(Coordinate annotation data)
** Start **

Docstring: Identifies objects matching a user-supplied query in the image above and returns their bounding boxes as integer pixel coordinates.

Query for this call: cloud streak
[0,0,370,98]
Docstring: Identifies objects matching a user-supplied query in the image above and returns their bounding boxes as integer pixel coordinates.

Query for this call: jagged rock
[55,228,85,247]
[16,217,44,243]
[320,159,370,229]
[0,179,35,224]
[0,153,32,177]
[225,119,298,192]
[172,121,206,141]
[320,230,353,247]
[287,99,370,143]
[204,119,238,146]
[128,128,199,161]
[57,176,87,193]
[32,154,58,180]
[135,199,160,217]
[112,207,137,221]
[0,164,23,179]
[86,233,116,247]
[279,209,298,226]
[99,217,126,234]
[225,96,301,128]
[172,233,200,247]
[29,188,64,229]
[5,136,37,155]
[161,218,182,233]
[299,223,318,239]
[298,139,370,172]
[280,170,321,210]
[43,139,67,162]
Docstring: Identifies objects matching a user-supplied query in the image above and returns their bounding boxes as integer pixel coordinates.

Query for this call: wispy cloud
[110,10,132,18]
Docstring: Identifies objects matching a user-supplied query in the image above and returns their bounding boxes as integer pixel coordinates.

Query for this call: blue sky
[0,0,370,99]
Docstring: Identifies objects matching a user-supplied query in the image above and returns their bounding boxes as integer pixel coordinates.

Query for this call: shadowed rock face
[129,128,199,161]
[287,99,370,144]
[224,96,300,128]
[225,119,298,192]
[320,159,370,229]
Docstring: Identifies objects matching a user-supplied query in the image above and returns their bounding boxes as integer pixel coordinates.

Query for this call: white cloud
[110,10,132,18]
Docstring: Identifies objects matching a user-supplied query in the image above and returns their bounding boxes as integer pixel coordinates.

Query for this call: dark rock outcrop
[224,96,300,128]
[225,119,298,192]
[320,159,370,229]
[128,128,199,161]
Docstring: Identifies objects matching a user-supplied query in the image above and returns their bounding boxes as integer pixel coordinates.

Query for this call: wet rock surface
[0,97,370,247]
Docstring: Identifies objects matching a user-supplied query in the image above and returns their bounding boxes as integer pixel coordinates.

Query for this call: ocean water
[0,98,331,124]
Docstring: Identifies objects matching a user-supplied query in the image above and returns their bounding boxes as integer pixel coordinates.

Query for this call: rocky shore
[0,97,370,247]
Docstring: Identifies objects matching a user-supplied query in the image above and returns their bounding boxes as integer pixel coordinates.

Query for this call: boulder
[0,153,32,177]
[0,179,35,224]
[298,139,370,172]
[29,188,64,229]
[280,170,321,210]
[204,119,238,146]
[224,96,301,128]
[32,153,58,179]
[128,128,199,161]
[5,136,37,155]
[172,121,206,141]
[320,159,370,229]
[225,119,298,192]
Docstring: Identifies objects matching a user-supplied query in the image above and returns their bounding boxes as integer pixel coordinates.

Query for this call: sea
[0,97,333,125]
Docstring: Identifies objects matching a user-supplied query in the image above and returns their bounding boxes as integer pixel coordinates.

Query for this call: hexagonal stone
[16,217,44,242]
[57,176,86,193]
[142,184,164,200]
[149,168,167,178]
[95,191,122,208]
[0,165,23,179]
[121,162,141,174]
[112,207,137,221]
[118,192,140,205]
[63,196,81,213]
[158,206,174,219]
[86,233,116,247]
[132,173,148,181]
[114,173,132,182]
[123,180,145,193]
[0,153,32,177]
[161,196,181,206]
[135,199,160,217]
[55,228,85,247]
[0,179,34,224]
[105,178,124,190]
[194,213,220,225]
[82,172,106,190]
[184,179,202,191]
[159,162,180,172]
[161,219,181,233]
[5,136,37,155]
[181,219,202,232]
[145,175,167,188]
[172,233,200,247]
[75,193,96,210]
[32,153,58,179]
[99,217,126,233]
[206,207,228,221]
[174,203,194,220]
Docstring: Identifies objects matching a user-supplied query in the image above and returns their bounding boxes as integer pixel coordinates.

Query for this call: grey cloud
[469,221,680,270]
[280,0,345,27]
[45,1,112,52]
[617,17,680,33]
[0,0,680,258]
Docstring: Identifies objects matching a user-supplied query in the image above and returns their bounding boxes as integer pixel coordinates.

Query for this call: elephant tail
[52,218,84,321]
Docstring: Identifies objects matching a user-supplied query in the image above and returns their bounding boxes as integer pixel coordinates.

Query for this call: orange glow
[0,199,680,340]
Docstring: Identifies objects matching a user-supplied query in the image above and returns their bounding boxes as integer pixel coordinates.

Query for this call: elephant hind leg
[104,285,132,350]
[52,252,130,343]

** End **

> [Job] Repeat all of the data above word for word, with nothing changed.

> [The response]
Docstring: Identifies objects matching a user-supplied query in the image above and returns their bounding boxes as integer pixel coordinates.

Query for this call: cloud streak
[0,0,370,98]
Docstring: Identifies objects matching a user-supplied query in the image above and returns their bounding boxes as integer pixel coordinates.

Query for this call: jagged rock
[55,228,85,247]
[16,217,44,243]
[320,159,370,229]
[0,179,35,224]
[0,153,32,177]
[225,119,298,192]
[172,121,206,141]
[320,230,353,247]
[287,99,370,143]
[204,119,238,146]
[128,128,199,161]
[57,176,87,193]
[32,154,58,180]
[135,199,160,217]
[112,207,137,221]
[0,164,23,179]
[86,233,116,247]
[279,209,298,226]
[99,217,126,234]
[225,96,301,128]
[172,233,200,247]
[29,188,64,229]
[5,136,37,155]
[161,218,182,233]
[299,223,318,239]
[298,139,370,172]
[280,170,321,210]
[43,139,67,162]
Docstring: Identifies objects matching a user-supplied query in the image above and returns their bounding boxes as integer pixel coordinates.

Query for this call: wispy cloud
[110,10,132,18]
Docstring: Identifies objects matching a user-supplied query in the image above and returns their bounding boxes as integer pixel coordinates.

Query for this call: blue sky
[0,0,370,99]
Docstring: Identifies objects matching a user-supplied query in the image above and returns their bounding boxes as integer pixel coordinates.

Query for this call: shadowed rock face
[129,128,199,161]
[287,99,370,144]
[224,96,300,128]
[225,119,298,192]
[320,159,370,229]
Docstring: Identifies objects matching a user-supplied query in the image above and returns their bounding boxes as integer pixel coordinates.

Query for this call: white cloud
[110,10,132,18]
Docstring: Identifies objects matching a user-supplied query in the image above and returns their bounding boxes as integer pixel coordinates.

Query for this call: dark rock outcrop
[224,96,300,128]
[225,119,298,192]
[320,159,370,229]
[128,128,199,161]
Docstring: Identifies objects matching a user-supplied query in the image above and returns their bounding boxes as integer pixel coordinates.

Query for this call: wet rock surface
[0,97,370,247]
Docstring: Identifies objects matching a user-supplied query in the image above and returns their bounding boxes as integer pixel coordinates.

Query for this call: ocean water
[0,98,331,124]
Docstring: Identifies objects matching a user-supplied query in the image above and returns their bounding boxes as integer pixel coordinates.

Query for this call: rocky shore
[0,97,370,247]
Docstring: Identifies objects matching a user-supplied query in the image above and returns their bounding boxes as integer pixel coordinates.

Query for this call: boulder
[0,153,32,177]
[0,179,35,224]
[298,139,370,172]
[29,188,64,229]
[280,170,321,210]
[204,119,238,146]
[224,96,301,128]
[32,153,58,179]
[128,128,199,161]
[5,136,37,155]
[172,121,206,141]
[320,159,370,229]
[225,119,298,192]
Docstring: Identifies objects matching a user-supplied query in the image above and returns their bounding boxes as integer pixel coordinates.

Query for this call: sea
[0,97,333,125]
Docstring: Identifies objects matching a user-supplied query in the image above and returns their bounding boxes as integer pixel coordinates.

Query for this call: hexagonal stone
[16,217,44,242]
[57,176,86,193]
[142,184,164,200]
[149,168,167,178]
[95,191,122,208]
[0,165,23,179]
[121,162,141,174]
[112,207,137,221]
[118,192,140,205]
[63,196,81,213]
[158,206,174,219]
[86,233,116,247]
[132,173,148,181]
[114,173,132,182]
[123,180,145,193]
[0,153,32,177]
[161,196,181,206]
[135,199,160,217]
[55,228,85,247]
[0,179,34,224]
[105,178,124,190]
[194,213,220,225]
[82,172,106,190]
[184,179,202,191]
[159,162,180,172]
[161,219,181,233]
[5,136,37,155]
[181,219,202,232]
[145,175,167,188]
[172,233,200,247]
[75,193,96,210]
[32,153,58,179]
[99,217,126,233]
[206,207,228,221]
[174,203,194,220]
Docstring: Identifies objects matching a user-supplied query in the image above and returns their bounding boxes as integer pixel coordinates.

Query for this call: grey cloud
[469,221,680,270]
[280,0,345,27]
[45,1,112,52]
[617,17,680,33]
[0,0,680,258]
Docstring: Identifies objects matching a user-supplied query in the image above and returns their bounding boxes as integer pixel coordinates.

Query for this call: elephant tail
[52,218,84,321]
Docstring: Identifies objects matching a user-supplied query in the image above and returns their bounding boxes as integer pixel coordinates.

Query for this call: orange glow
[0,199,680,340]
Docstring: Identifies objects matching a user-supplied query in the image above and returns their bounding boxes as integer pixel coordinates.

Query for this call: elephant hind leg
[104,285,132,350]
[52,252,130,343]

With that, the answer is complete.